- [Stated task] Please return the listing below verbatim, every line unchanged and in the same order.

--- start of Records for the exercise ---

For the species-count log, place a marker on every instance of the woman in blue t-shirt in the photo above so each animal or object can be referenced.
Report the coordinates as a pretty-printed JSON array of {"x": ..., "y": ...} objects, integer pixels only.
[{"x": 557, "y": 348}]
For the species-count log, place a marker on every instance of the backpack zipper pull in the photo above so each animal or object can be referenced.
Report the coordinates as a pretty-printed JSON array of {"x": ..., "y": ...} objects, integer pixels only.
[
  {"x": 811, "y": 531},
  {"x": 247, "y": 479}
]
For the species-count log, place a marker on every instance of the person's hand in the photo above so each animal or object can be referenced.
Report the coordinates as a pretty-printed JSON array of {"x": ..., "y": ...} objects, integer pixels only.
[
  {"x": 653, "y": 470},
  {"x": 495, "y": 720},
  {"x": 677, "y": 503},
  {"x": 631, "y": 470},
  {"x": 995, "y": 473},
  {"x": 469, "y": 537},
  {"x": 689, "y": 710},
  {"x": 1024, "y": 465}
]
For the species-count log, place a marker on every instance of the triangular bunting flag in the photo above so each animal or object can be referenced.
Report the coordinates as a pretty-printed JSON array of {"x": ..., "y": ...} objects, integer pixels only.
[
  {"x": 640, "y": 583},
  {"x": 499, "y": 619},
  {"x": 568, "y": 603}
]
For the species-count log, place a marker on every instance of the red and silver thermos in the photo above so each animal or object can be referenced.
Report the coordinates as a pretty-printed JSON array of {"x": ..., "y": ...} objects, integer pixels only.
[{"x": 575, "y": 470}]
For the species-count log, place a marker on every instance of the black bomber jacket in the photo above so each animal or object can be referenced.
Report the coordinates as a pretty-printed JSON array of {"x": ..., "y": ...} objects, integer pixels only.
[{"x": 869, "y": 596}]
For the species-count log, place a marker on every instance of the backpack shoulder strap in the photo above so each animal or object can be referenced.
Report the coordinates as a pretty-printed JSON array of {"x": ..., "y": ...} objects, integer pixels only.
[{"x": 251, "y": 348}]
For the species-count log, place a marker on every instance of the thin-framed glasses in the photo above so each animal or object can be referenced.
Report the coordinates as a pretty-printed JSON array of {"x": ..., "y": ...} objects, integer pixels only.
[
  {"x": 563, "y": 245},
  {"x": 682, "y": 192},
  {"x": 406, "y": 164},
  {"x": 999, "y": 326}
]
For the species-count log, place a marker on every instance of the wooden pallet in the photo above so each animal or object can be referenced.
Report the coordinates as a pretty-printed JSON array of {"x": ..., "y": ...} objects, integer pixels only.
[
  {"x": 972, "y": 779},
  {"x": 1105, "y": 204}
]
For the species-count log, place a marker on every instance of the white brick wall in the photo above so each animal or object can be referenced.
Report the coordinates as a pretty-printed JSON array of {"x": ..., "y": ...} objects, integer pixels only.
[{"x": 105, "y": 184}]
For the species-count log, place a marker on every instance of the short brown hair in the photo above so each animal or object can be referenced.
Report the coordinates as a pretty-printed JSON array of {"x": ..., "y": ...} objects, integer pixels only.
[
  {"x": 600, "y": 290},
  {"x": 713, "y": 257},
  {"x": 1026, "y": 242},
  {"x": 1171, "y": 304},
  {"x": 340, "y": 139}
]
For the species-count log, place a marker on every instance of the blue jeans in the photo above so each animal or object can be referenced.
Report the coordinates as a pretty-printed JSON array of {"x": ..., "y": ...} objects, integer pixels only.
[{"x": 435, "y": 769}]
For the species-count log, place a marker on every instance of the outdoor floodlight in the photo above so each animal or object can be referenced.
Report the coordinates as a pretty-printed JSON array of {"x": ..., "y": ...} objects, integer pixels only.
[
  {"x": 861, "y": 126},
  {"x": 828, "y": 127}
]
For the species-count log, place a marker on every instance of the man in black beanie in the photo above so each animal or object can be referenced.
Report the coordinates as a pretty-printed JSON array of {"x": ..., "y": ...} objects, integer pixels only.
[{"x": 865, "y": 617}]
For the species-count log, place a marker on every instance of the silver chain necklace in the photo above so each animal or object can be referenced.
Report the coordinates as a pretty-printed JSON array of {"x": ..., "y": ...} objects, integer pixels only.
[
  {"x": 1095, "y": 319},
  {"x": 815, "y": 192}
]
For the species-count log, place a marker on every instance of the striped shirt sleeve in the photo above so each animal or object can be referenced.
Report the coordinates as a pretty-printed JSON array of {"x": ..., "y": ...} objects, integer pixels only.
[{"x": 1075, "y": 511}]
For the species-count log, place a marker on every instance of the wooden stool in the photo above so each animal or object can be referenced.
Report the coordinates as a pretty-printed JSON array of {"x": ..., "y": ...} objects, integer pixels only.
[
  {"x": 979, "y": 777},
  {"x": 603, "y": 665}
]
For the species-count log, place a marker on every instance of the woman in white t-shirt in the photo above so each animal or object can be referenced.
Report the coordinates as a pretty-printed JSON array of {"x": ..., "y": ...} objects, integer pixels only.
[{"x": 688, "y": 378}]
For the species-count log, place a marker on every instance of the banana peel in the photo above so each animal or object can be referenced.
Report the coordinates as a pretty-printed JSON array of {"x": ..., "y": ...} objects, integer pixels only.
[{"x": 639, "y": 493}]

--- end of Records for the exercise ---

- [Response to the task]
For the species-count log, place a marker on every instance of the woman in blue t-shirt in the photo above so each animal or object can be referenced.
Report the coordinates as a pretty-printed JSON array of {"x": ..., "y": ...} objects, integer pixels only.
[{"x": 557, "y": 348}]
For the species-count log, place a marker on every instance of the backpack zipper pull in the photo above so each animal or object can be referenced.
Report the coordinates as a pretty-printed JSON array of {"x": ..., "y": ...} objects, integer pixels only.
[
  {"x": 811, "y": 531},
  {"x": 247, "y": 479}
]
For the species-count log, place a marker on every instance of the person's hand in the photo above so each animal or object can be referenced.
Report the coordinates as a pretty-printed JSON array of {"x": ..., "y": ...} objects, integer pixels only.
[
  {"x": 653, "y": 470},
  {"x": 495, "y": 720},
  {"x": 677, "y": 503},
  {"x": 631, "y": 470},
  {"x": 995, "y": 473},
  {"x": 469, "y": 537},
  {"x": 689, "y": 710},
  {"x": 1024, "y": 465}
]
For the species-count log, place a marker on every instance of the triangular bunting flag in the photo above so each animal or object can be referenced.
Report the coordinates as a pretty-printed JSON array of {"x": ..., "y": ...} objects, integer pixels only.
[
  {"x": 640, "y": 583},
  {"x": 499, "y": 619},
  {"x": 568, "y": 603}
]
For the species-count log, place a marker on every instance of the red and silver thermos in the photo above so each animal or object can be referenced.
Report the coordinates as a pretty-printed JSON array of {"x": ..., "y": ...} objects, integer pixels only.
[{"x": 575, "y": 470}]
For the species-count log, place a marker on every instance of the black bomber jacket in the photo above so each animal or object can be referenced.
Report the coordinates as a pretty-printed JSON array of {"x": ..., "y": ...} objects, integer pixels only.
[{"x": 869, "y": 596}]
For the species-count log, place a marker on every instance of the backpack shoulder strap in the photo above so each animal or object can be referenced.
Report the coordinates as a pretty-printed JSON array of {"x": ..., "y": ...} objects, integer pixels only.
[{"x": 251, "y": 348}]
For the species-count log, place a marker on every instance of the thin-framed glasses in the photo above so each animal or object can be referenced.
Report the coordinates as a pretty-printed JSON array of {"x": ..., "y": ...} objects, integer pixels only.
[
  {"x": 563, "y": 245},
  {"x": 682, "y": 192},
  {"x": 406, "y": 164},
  {"x": 999, "y": 326}
]
For the species-count log, place a marker on every instance of the wooden pallet in the photo above so each animal or object can be referenced.
Report the coordinates as a pretty-printed JSON array of {"x": ..., "y": ...} objects, integer pixels only.
[
  {"x": 972, "y": 779},
  {"x": 1105, "y": 204}
]
For the species-count log, place a marker on every instance of the white brick wall in the photo above so each animal or object can be referenced.
Report the coordinates as a pretty-printed JSON array of {"x": ..., "y": ...} objects, integer pixels only.
[{"x": 105, "y": 184}]
For the species-count log, place a marker on every instance of the short brown hair in the photo above so each animal or object can be referenced.
Report the coordinates as a pretty-printed JSON array of {"x": ..., "y": ...} objects, integer pixels only.
[
  {"x": 600, "y": 290},
  {"x": 713, "y": 257},
  {"x": 1026, "y": 242},
  {"x": 1171, "y": 304},
  {"x": 340, "y": 139}
]
For the species-count log, place a marker on every instance of the blue jeans in the photo above so each animal or object can be referenced.
Report the coordinates as a pretty-printed JSON array of {"x": ..., "y": ...} objects, integer pixels only.
[{"x": 435, "y": 769}]
For the species-count log, place a marker on every instance of the outdoor floodlight in the photo above so each animal or object can be referenced.
Report the coordinates as a pretty-printed JSON array of {"x": ..., "y": ...} objects, integer pixels only.
[
  {"x": 861, "y": 126},
  {"x": 828, "y": 127}
]
For the species-count log, place a marker on every instance of the man in black beanie in the photo above so each animal or object can be referenced.
Report the coordinates as a pretty-printed JSON array of {"x": ..., "y": ...} objects, integer pixels only.
[{"x": 865, "y": 617}]
For the species-count log, place a marker on every instance of the silver chain necklace in the photo above so each animal or object can be referenced.
Report the coordinates as a pretty-printed JSON array of {"x": ..., "y": ...} objects, integer pixels only.
[
  {"x": 1095, "y": 319},
  {"x": 815, "y": 192}
]
For the species-count log, place a marker on every instance of the striped shirt sleeve in the photo above so each animal or object can be referenced.
Report the coordinates as a pretty-printed JSON array of {"x": ..., "y": ...} objects, integer pixels only.
[{"x": 1075, "y": 511}]
For the species-count log, place a marker on every instance of the wooden stool in the photo above so each animal or object can be referenced.
Report the coordinates as a pretty-printed JSON array of {"x": ..., "y": ...} objects, integer pixels only.
[
  {"x": 979, "y": 777},
  {"x": 603, "y": 665}
]
For the species-count log, place a marker on every instance of the woman in white t-shirt in the photo above so each animal or object can be referenced.
Report the coordinates as a pretty-printed JSON array of {"x": ..., "y": ...} objects, integer pixels only.
[{"x": 688, "y": 378}]
For the species-count log, place a marker on every instance of the banana peel in the photo above so each animal or object can be referenced.
Report the coordinates as a pretty-printed JSON array of {"x": ..., "y": ...} objects, integer pixels only.
[{"x": 639, "y": 493}]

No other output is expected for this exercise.